■ What you are asked to do:
Update the entries, starting at the beginning and ending at the line that contains "(228, 0), (80, 0)]", by changing "tree line" to "forest edge" and leaving everything else as it is. Leave the pictures out of your answer.

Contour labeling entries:
□ □ □ □ □

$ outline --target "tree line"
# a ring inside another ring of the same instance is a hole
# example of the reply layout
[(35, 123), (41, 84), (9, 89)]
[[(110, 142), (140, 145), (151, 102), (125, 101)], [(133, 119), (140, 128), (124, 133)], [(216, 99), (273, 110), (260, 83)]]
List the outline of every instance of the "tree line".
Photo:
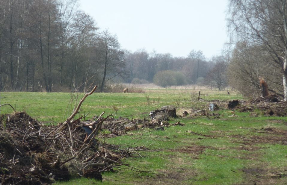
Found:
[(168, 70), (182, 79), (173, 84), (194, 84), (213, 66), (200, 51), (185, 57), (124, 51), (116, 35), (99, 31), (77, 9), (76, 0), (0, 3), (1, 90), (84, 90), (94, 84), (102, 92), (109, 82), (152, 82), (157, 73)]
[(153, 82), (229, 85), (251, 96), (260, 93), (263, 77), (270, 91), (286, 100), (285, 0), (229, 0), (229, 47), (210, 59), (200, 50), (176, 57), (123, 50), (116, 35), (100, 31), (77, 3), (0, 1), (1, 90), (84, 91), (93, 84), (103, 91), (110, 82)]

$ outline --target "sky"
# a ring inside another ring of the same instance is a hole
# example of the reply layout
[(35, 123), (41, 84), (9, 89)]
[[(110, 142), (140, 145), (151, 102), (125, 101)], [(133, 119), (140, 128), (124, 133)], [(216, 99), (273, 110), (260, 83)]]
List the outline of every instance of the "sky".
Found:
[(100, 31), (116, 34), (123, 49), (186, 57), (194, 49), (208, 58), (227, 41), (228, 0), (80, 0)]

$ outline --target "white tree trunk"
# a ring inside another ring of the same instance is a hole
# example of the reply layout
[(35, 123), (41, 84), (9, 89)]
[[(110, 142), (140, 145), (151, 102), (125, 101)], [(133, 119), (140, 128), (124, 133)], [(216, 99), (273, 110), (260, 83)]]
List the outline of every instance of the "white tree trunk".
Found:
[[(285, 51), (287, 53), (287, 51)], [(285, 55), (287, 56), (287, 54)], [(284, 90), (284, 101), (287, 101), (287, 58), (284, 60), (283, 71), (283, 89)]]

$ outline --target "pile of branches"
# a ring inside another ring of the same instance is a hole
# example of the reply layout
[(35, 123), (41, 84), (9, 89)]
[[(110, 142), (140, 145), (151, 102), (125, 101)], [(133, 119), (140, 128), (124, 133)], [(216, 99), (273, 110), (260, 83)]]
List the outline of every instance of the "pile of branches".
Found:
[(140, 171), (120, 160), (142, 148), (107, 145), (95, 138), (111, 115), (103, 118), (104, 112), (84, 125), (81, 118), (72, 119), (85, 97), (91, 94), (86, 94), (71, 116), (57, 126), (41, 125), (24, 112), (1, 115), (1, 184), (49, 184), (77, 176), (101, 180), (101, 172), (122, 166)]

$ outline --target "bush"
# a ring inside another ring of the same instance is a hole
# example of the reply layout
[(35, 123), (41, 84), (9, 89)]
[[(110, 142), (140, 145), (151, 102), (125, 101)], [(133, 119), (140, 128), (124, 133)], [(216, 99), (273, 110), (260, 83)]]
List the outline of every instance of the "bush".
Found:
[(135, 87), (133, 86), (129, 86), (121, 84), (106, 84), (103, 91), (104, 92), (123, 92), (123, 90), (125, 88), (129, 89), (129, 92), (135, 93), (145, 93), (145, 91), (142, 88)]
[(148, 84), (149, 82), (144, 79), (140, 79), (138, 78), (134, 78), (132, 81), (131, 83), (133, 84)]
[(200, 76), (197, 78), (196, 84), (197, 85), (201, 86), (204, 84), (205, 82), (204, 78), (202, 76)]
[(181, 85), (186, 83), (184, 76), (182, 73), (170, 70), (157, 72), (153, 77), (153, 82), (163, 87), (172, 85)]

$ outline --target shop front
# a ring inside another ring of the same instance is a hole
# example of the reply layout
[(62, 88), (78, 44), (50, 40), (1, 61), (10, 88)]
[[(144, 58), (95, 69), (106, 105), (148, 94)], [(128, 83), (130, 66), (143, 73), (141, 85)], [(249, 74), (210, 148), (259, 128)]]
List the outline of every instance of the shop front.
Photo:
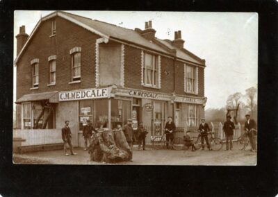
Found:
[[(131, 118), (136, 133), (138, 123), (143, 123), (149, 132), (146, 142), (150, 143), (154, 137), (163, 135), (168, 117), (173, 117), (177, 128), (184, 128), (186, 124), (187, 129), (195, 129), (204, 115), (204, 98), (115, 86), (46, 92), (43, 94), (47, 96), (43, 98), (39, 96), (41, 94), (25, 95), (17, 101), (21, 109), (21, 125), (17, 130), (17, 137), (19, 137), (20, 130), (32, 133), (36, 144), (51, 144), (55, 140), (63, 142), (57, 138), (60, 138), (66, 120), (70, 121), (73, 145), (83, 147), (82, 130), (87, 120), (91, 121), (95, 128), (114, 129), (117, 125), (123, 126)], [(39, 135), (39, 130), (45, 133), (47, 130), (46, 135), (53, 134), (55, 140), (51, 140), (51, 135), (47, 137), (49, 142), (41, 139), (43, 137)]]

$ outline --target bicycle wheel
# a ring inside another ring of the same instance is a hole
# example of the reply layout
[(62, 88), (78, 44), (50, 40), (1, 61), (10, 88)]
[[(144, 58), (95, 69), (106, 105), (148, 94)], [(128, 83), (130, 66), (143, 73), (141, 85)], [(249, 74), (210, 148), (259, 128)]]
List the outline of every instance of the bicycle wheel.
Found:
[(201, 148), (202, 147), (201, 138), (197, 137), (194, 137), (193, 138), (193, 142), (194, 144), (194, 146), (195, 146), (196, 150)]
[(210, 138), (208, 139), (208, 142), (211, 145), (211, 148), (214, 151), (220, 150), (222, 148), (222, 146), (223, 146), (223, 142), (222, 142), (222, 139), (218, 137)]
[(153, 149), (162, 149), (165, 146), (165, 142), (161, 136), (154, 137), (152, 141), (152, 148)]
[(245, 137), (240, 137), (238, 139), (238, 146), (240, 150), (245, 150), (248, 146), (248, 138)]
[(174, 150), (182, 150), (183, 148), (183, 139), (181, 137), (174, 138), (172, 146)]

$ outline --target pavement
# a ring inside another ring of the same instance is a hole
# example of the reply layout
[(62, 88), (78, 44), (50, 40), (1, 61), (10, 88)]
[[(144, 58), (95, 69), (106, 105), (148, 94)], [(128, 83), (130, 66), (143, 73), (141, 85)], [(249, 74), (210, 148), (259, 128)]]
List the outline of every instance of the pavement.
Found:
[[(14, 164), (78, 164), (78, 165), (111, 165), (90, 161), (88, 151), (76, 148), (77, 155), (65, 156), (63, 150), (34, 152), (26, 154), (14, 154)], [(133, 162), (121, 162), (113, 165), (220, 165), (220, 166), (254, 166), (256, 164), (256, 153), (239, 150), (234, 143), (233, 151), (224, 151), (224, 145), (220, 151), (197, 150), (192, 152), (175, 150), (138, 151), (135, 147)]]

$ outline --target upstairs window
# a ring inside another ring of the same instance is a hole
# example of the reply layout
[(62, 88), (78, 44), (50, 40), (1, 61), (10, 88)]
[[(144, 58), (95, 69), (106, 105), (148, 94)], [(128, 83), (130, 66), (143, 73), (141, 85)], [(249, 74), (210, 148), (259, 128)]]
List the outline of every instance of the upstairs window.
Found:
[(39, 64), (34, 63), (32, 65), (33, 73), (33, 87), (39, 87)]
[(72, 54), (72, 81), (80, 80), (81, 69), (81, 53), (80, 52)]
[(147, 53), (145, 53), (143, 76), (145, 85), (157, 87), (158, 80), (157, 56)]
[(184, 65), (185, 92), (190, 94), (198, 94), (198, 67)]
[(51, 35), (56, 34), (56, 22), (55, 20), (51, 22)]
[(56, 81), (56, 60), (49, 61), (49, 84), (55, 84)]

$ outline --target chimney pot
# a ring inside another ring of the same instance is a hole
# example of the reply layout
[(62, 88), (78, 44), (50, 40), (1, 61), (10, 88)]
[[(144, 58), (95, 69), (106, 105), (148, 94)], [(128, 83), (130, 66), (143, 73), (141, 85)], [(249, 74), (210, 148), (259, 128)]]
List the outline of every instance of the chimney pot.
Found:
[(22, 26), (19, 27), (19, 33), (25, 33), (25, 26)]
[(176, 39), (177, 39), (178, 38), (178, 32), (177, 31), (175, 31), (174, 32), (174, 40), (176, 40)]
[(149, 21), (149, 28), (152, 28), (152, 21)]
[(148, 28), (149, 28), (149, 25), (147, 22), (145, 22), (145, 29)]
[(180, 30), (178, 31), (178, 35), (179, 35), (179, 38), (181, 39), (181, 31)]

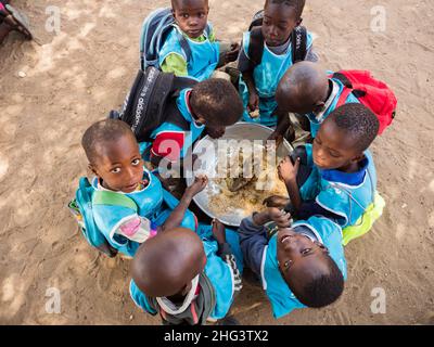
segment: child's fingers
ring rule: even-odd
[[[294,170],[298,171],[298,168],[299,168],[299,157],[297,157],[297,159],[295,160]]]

□ □ □ □ □

■ Result of this exercise:
$ outline --target "forest edge"
# a ring inside another ring of the same instance is a hole
# example of the reply layout
[(35, 123), (41, 84), (9, 89)]
[[(110, 142), (140, 145), (151, 102), (125, 101)], [(133, 119), (140, 128), (124, 133)], [(216, 99), (273, 110), (260, 83)]]
List the outline of every instance of the "forest edge".
Photo:
Found:
[(168, 70), (182, 79), (173, 84), (194, 84), (213, 66), (200, 51), (185, 57), (124, 51), (116, 35), (99, 31), (77, 9), (76, 0), (0, 3), (1, 90), (84, 90), (94, 84), (102, 92), (109, 82), (152, 82), (157, 73)]
[(153, 82), (229, 85), (251, 96), (260, 93), (263, 77), (270, 91), (286, 100), (285, 0), (229, 0), (229, 47), (210, 59), (200, 50), (176, 57), (123, 50), (116, 35), (100, 31), (77, 3), (0, 1), (1, 90), (84, 91), (93, 84), (103, 91), (110, 82)]

$ outline --target "sky"
# a ring inside another ring of the same instance is a hole
# example of the reply layout
[(35, 123), (41, 84), (9, 89)]
[[(110, 142), (140, 145), (151, 102), (125, 101)], [(133, 119), (140, 128), (124, 133)], [(216, 99), (273, 110), (260, 83)]]
List the outline of every instance of the "sky".
Found:
[(100, 31), (116, 34), (123, 49), (186, 57), (194, 49), (208, 58), (227, 41), (228, 0), (80, 0)]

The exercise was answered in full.